=== DIRECTIONS ===
Take the entries that follow and write each one out exactly.

◆ ◆ ◆

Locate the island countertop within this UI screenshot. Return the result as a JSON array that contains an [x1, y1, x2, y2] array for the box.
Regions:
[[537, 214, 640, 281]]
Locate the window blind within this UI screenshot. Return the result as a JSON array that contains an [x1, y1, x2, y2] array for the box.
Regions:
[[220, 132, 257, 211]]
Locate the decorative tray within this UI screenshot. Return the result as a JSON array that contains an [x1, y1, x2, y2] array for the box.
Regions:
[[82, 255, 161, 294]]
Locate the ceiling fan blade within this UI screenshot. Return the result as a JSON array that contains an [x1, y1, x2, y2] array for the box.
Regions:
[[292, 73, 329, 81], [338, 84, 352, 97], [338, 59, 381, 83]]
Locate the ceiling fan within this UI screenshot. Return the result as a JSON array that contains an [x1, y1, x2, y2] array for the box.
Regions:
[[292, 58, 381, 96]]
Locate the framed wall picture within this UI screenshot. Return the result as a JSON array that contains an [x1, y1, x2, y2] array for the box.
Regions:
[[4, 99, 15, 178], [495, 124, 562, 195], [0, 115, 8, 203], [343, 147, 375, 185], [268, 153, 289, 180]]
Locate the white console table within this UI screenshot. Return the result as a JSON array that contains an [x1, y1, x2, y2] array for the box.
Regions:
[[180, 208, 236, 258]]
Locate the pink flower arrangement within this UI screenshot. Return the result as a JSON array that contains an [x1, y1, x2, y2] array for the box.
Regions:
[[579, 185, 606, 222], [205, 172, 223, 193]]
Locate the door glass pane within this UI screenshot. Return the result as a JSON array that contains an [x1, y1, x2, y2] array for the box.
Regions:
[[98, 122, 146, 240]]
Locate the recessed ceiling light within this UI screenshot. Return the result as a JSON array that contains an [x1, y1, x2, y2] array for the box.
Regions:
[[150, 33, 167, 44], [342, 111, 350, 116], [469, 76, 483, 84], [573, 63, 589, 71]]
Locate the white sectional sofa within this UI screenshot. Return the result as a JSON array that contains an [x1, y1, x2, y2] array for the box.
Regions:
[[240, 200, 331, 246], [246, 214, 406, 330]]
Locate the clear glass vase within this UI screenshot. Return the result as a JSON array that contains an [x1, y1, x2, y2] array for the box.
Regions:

◆ ◆ ◆

=== WRITTEN REPLY ===
Locate the island countertop within this UI screenshot. Return the result as a JSON array that contains an [x1, y1, x2, y2] array for the box.
Regions:
[[537, 214, 640, 281]]
Locate the window blind within this UI screenshot. Return the result as a JSON array that contains an [x1, y1, x2, y2] array for the box.
Regions:
[[220, 132, 257, 211]]
Locate the decorative tray within this UI screenshot. Return the result as a JSON array that contains an [x1, y1, x2, y2] array for the box.
Regions:
[[82, 255, 161, 294]]
Locate the ceiling fan blade within this UI screenshot. Return the result as a JSON array that contains an [x1, y1, x2, y2] array for the box.
Regions:
[[292, 73, 329, 81], [338, 84, 352, 97], [338, 59, 381, 83]]
Locate the ceiling fan within this UI screenshot. Return the result as a JSON array that contains an [x1, y1, x2, y2] array for the box.
Regions:
[[292, 58, 381, 96]]
Locate the framed wall picture within this UI screenshot. Return the result as a JSON array that contains an [x1, y1, x2, y2] array for the box.
Regions:
[[4, 99, 15, 178], [495, 124, 562, 195], [0, 115, 8, 203], [343, 147, 375, 185], [268, 153, 289, 180]]
Locate the white console table within this UI screenshot. Return the result as a JSON array that contains an [x1, y1, x2, y2] array for the box.
Regions:
[[180, 208, 236, 258]]
Locate the pink flower arrangement within this UI screenshot. Return the result as a JSON array that contains an [x1, y1, x2, y2] array for the box.
Regions:
[[579, 185, 606, 222], [205, 172, 223, 193]]
Locate the door glass pane within this UI screenshot. Return the result as a JSON array that contains an [x1, y1, x2, y2] array for the box.
Regions:
[[98, 122, 146, 240]]
Locate the recessed ceiling light within this UI screenshot. Return the result as a JSON array that contains an [x1, y1, x2, y2] array for the box.
Regions:
[[150, 33, 167, 44], [342, 111, 350, 116], [469, 76, 483, 84], [573, 63, 589, 71]]
Locate the white sectional sofa within this UI screenshot. Return the result as a JSON array that contains an [x1, y1, x2, y2] array for the box.
Regions:
[[240, 200, 331, 246], [246, 214, 406, 330]]
Locate the clear glass vase within this UI screenshot. Return the result as a JSON array that contains an [x1, y1, x2, y2] array for the box.
Regions:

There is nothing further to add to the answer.